- 作業指示 1 -
課題文の次の一文を英語に訳しなさい。「ソシオテクニカルアプローチ(STA)を用いてシステム開発を行ったのでその成果について報告する。」
- 作業指示 2 -
課題文の「一般社団法人 日本医療情報学会」から「げシステムへの反映を試みた。」までを、一字一句違えずに書き写しなさい。

- 課題文 -
══════════
一般社団法人 日本医療情報学会

[2-J-2-OP9-2] ソシオテクニカルアプローチを用いた電子カルテ統合型・透析システムの開発に携わって得た教訓

藤井 耕1,2, 北川 美帆2, 筒井 孝典2, 榎田 寿美3, 白川 京3, 上野 千絵3 (1.公益社団法人信和会 情報システム部, 2.公益社団法人信和会 川端診療所 臨床工学部, 3.公益社団法人信和会 川端診療所 透析看護部)

【背景】2016年の電子カルテリプレイスに併せて、電子カルテ統合型の透析システムを導入することになった。ソシオテクニカルアプローチ(STA)を用いてシステム開発を行ったのでその成果について報告する。

【方法】開発当初より透析室役責者とベンダーとのワーキンググループ(WG)会議を開催しシステム設計を行ってきた。併せて同様のシステムを導入している病院の見学も行い、システム構築のイメージ作りの参考とした。またシステムのプロトタイプを透析室スタッフ全員で内容を確認し、要望をまとめ上げシステムへの反映を試みた。
══════════
- 提供データ -
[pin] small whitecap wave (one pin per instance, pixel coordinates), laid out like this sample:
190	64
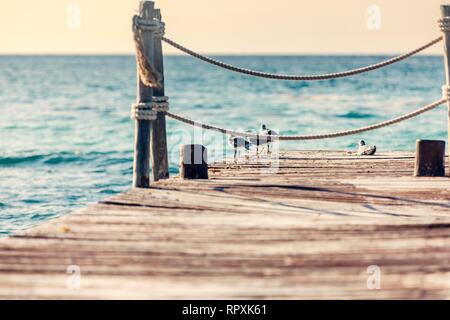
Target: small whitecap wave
11	161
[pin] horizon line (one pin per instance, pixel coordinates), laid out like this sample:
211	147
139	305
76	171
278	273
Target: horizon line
212	54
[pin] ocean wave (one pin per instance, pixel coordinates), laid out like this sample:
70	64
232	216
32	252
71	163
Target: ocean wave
52	158
356	115
11	161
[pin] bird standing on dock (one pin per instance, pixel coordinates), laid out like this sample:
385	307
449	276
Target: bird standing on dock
365	150
238	143
267	137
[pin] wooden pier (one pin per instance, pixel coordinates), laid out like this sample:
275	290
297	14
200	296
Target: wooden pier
312	229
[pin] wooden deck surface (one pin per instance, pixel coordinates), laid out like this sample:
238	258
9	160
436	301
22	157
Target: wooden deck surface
309	230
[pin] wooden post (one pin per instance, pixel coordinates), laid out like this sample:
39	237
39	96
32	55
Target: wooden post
143	128
193	162
159	157
430	158
445	13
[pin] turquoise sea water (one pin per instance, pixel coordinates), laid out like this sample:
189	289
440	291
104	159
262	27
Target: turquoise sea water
66	138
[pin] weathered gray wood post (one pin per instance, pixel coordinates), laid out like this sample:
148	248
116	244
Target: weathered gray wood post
445	15
150	136
160	162
193	162
430	158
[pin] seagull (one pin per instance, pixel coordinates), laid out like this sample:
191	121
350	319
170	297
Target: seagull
254	139
238	143
267	139
365	150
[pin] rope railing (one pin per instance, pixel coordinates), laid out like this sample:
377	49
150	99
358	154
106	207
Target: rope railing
149	111
327	76
311	137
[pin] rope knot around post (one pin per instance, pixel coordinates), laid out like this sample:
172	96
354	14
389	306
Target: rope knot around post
149	110
156	26
444	24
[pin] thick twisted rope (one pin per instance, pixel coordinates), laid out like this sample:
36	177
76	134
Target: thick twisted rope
446	97
299	77
444	24
149	110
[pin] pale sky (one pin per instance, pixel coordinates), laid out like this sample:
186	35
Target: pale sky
222	26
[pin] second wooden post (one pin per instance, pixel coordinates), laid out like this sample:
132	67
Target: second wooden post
159	157
445	27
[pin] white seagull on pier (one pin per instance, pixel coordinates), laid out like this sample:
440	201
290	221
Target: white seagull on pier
238	143
365	150
267	137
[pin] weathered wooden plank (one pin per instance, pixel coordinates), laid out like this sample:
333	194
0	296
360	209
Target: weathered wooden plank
308	230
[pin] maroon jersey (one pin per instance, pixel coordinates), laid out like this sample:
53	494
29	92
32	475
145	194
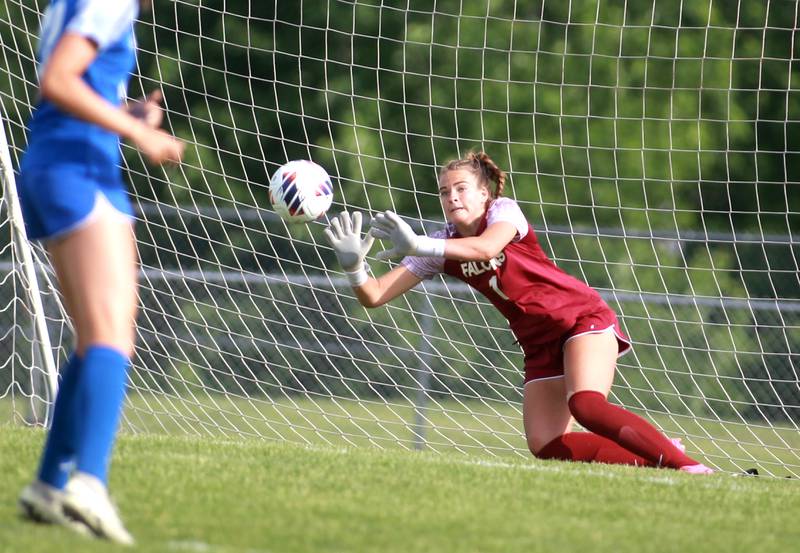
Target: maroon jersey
541	302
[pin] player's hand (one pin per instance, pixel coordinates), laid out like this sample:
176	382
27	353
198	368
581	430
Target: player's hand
389	226
148	109
344	236
158	146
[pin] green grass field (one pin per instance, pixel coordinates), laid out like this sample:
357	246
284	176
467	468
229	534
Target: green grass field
211	495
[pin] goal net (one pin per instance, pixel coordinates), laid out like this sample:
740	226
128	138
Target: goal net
654	146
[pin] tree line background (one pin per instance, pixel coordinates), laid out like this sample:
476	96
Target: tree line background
654	145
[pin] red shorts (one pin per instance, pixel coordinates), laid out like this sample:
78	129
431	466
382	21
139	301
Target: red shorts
547	360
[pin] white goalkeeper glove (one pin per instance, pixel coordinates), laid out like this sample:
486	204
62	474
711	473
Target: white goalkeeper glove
344	236
389	226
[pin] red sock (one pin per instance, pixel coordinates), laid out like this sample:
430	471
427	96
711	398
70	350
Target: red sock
595	413
588	447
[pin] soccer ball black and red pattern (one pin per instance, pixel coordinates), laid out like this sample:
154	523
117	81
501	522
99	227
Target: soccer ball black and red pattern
300	191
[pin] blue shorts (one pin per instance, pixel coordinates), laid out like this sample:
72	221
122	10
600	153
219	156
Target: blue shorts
60	198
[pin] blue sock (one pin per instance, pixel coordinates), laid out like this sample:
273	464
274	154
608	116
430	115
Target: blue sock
59	448
102	391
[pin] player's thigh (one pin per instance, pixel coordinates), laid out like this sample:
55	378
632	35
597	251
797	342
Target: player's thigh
97	271
590	361
545	413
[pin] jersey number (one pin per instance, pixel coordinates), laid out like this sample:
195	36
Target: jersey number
496	287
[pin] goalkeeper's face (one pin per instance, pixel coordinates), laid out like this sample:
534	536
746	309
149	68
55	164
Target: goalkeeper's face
463	196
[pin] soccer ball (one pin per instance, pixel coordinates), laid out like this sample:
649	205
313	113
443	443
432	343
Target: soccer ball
300	191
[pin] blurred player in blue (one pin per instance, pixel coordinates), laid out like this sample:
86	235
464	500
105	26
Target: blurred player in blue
74	199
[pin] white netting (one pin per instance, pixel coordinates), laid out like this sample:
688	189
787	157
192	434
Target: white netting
654	145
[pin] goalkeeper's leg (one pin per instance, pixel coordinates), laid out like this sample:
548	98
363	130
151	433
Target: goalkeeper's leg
589	367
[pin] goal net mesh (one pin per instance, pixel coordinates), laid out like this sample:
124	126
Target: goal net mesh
653	145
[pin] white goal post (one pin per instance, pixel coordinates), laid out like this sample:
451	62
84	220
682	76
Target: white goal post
654	145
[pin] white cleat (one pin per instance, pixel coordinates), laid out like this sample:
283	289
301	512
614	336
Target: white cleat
43	503
86	500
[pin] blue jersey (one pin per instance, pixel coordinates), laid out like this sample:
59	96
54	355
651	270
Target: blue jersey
57	138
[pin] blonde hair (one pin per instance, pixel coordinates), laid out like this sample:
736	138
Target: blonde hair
481	165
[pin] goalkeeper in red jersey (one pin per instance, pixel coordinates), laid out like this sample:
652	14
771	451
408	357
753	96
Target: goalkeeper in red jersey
570	337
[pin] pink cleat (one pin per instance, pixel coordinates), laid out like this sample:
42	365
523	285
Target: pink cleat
696	469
══════════
- 解答欄 1 -
We developed the system using a sociotechnical approach (STA), and we report on the results.

- 解答欄 2 -
一般社団法人 日本医療情報学会

[2-J-2-OP9-2] ソシオテクニカルアプローチを用いた電子カルテ統合型・透析システムの開発に携わって得た教訓

藤井 耕1,2, 北川 美帆2, 筒井 孝典2, 榎田 寿美3, 白川 京3, 上野 千絵3 (1.公益社団法人信和会 情報システム部, 2.公益社団法人信和会 川端診療所 臨床工学部, 3.公益社団法人信和会 川端診療所 透析看護部)

【背景】2016年の電子カルテリプレイスに併せて、電子カルテ統合型の透析システムを導入することになった。ソシオテクニカルアプローチ(STA)を用いてシステム開発を行ったのでその成果について報告する。

【方法】開発当初より透析室役責者とベンダーとのワーキンググループ(WG)会議を開催しシステム設計を行ってきた。併せて同様のシステムを導入している病院の見学も行い、システム構築のイメージ作りの参考とした。またシステムのプロトタイプを透析室スタッフ全員で内容を確認し、要望をまとめ上げシステムへの反映を試みた。